Task description -> Find the string "below" in the data, then copy every line where it is found.
----
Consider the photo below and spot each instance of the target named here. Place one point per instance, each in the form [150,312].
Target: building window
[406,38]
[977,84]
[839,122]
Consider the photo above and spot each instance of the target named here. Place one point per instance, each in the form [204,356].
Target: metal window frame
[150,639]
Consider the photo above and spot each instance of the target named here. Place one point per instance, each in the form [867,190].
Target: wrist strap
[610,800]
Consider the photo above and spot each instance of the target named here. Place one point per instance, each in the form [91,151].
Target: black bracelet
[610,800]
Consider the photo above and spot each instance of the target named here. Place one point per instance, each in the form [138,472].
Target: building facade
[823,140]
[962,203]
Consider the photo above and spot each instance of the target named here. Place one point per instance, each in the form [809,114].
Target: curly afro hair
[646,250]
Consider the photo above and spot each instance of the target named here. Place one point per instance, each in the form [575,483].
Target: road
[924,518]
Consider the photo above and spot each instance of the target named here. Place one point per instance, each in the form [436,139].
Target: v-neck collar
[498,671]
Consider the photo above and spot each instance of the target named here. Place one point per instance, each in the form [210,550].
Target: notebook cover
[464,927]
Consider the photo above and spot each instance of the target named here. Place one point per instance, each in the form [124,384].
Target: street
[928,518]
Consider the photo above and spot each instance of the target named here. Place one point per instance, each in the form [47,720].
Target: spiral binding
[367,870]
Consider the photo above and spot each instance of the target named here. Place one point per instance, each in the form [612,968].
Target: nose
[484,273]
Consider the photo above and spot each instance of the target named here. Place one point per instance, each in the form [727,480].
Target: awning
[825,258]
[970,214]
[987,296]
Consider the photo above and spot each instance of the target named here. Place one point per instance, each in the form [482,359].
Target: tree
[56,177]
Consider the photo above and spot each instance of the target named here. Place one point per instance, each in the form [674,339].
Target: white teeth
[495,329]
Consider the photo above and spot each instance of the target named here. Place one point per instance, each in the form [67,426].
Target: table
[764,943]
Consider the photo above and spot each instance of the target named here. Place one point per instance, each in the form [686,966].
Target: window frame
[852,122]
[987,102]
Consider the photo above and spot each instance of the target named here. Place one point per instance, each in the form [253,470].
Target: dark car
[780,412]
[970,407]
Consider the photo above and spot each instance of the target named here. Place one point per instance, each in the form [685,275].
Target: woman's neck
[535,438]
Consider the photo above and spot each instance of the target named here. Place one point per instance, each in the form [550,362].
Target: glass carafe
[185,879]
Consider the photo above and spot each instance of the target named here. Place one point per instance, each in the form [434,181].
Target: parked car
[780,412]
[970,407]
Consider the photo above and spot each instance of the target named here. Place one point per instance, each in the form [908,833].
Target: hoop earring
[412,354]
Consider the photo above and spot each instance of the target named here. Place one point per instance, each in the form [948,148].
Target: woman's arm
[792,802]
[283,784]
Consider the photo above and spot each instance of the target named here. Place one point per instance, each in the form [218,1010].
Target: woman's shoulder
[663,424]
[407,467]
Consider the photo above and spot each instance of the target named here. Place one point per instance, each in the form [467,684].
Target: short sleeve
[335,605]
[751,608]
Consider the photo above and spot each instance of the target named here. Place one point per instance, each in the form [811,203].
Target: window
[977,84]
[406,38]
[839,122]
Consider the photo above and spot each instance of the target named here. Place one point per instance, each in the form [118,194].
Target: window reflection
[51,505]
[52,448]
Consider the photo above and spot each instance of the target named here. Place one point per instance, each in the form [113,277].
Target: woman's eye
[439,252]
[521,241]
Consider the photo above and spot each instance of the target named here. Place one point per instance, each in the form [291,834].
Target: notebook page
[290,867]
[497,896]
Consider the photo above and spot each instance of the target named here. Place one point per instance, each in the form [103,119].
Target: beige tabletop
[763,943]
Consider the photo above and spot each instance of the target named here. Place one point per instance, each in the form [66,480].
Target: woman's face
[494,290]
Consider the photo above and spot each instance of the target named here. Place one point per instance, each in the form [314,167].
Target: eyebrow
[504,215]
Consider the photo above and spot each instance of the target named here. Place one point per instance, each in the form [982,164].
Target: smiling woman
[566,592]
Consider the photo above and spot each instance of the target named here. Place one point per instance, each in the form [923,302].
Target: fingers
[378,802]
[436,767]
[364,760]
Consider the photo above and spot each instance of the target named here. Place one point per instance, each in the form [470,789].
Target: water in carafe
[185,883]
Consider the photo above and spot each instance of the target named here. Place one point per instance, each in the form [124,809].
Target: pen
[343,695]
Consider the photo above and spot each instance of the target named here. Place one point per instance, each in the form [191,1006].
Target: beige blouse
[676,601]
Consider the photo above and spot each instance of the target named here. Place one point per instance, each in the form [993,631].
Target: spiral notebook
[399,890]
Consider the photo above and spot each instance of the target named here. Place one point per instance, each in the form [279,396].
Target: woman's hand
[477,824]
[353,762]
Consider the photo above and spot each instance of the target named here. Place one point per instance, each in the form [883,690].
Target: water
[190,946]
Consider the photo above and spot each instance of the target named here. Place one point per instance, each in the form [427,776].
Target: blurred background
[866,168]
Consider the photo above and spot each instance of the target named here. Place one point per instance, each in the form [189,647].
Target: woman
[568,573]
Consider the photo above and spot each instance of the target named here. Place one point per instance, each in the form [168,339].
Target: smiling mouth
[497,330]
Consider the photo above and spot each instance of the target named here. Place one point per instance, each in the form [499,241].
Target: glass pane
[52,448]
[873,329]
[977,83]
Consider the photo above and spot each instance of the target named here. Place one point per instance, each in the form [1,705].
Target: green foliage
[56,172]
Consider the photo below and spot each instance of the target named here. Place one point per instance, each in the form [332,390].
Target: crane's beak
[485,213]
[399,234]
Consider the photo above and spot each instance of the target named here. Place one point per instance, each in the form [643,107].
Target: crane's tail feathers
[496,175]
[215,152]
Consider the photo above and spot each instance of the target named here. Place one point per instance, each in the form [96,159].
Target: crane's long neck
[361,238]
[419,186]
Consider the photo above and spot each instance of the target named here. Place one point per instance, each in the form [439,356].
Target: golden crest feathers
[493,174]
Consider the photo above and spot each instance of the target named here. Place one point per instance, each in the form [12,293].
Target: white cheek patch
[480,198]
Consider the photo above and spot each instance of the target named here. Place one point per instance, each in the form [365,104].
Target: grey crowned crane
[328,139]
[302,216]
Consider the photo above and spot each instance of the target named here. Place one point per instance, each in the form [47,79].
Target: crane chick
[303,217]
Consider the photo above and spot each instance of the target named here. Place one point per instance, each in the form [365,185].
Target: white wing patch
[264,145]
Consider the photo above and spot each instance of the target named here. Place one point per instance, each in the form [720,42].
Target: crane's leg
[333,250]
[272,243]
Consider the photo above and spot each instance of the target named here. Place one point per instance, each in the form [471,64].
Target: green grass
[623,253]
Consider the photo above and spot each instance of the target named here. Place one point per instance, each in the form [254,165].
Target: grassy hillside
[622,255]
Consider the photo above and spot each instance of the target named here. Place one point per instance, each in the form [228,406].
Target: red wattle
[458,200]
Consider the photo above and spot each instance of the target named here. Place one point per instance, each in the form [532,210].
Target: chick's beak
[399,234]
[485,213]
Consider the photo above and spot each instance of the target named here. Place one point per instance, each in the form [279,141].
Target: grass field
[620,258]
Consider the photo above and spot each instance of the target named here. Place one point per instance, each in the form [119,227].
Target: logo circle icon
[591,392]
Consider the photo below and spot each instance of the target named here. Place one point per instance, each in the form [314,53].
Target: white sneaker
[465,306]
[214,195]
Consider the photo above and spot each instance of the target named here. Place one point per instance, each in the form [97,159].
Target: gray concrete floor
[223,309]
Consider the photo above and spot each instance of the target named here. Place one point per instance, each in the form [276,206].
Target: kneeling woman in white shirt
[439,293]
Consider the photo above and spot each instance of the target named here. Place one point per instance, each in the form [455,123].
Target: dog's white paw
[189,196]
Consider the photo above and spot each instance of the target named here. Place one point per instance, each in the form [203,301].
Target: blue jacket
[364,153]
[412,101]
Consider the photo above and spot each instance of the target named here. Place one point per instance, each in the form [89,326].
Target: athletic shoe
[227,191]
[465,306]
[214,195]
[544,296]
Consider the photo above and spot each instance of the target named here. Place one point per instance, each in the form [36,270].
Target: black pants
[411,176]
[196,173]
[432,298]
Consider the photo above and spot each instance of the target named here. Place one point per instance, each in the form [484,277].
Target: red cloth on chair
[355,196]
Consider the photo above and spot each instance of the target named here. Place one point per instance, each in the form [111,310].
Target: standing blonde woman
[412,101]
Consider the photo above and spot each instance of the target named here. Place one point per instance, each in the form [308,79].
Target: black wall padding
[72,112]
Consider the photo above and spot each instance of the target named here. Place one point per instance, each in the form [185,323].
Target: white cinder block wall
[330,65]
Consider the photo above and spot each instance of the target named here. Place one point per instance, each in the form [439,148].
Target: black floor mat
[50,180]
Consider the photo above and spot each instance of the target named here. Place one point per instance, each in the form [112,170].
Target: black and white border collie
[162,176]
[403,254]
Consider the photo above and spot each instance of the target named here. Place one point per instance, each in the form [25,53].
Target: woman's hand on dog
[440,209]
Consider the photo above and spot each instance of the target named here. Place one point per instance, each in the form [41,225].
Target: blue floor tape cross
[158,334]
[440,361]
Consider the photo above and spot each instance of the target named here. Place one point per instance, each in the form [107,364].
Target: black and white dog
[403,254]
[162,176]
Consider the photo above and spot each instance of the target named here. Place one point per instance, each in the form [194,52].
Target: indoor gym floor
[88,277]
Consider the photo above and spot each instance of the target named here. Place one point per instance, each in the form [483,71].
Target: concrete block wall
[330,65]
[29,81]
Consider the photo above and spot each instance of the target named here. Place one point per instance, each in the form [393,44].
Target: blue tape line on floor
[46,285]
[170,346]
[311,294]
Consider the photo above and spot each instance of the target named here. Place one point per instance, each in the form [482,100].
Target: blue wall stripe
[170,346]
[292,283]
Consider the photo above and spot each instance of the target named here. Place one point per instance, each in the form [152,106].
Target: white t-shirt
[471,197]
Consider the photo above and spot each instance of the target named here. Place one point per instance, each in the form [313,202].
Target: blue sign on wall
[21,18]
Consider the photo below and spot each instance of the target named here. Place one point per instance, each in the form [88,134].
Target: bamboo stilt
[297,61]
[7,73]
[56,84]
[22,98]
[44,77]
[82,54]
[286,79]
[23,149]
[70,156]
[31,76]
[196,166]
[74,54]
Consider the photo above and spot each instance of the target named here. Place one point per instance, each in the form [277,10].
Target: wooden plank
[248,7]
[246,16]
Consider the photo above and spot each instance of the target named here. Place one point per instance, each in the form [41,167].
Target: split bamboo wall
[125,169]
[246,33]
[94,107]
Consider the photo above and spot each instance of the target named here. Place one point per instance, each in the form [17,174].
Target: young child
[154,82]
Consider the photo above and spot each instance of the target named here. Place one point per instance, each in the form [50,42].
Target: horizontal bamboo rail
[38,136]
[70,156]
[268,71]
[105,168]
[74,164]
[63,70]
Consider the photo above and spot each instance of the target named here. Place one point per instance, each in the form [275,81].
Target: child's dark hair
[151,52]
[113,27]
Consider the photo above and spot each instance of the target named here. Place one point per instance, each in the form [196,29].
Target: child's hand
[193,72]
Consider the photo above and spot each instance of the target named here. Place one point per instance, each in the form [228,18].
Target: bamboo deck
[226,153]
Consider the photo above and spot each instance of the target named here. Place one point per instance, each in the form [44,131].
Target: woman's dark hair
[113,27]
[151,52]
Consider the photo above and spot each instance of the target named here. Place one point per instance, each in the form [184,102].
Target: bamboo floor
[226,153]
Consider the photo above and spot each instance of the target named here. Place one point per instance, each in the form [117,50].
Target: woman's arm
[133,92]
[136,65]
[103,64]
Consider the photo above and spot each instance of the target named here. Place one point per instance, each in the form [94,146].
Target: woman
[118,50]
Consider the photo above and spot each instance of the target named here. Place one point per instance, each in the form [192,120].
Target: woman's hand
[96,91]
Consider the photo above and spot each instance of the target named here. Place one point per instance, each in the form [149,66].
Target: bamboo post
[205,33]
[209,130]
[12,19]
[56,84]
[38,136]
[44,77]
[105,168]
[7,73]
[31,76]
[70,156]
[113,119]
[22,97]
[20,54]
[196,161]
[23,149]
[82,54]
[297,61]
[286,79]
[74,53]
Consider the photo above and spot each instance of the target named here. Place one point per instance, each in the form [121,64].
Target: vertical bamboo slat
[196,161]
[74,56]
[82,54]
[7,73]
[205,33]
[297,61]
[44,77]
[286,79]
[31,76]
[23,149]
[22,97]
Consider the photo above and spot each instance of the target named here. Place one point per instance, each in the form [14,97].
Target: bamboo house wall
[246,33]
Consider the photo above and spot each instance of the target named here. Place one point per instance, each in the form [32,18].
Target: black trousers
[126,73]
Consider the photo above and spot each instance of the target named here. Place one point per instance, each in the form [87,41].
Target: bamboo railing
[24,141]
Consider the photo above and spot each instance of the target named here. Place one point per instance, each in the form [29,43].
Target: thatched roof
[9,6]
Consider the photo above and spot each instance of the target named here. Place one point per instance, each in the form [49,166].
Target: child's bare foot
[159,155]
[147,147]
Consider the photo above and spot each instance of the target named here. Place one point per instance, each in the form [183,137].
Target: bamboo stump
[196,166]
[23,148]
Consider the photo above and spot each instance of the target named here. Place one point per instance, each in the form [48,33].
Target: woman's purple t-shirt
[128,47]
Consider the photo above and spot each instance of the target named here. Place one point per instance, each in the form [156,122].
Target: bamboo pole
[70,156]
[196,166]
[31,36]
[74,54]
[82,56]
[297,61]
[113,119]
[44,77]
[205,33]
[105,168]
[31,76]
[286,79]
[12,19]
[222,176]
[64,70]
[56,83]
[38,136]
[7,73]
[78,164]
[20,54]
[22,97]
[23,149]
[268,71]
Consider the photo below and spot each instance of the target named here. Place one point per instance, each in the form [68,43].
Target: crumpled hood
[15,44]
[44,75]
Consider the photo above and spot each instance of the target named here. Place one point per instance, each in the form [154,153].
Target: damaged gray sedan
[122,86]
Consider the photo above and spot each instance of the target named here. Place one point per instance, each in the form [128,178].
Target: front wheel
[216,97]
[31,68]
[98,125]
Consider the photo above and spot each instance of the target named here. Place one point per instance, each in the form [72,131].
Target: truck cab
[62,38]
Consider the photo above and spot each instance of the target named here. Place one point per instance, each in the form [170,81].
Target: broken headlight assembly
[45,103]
----
Solution ->
Consider the photo below and spot each instance of the target named here. Place one point per instance, each in the form [150,312].
Consider the photo below and spot each instance of the target named here. Place one point per instance, each in the form [332,390].
Consider the photo below and spot each instance of the target named here. Place one point per instance, each in the form [314,53].
Consider the photo below and spot each instance of the target named here. Place one point per instance, each in the form [88,134].
Consider the photo below and spot each instance of the target named here. Place one point per instance, each in the form [68,43].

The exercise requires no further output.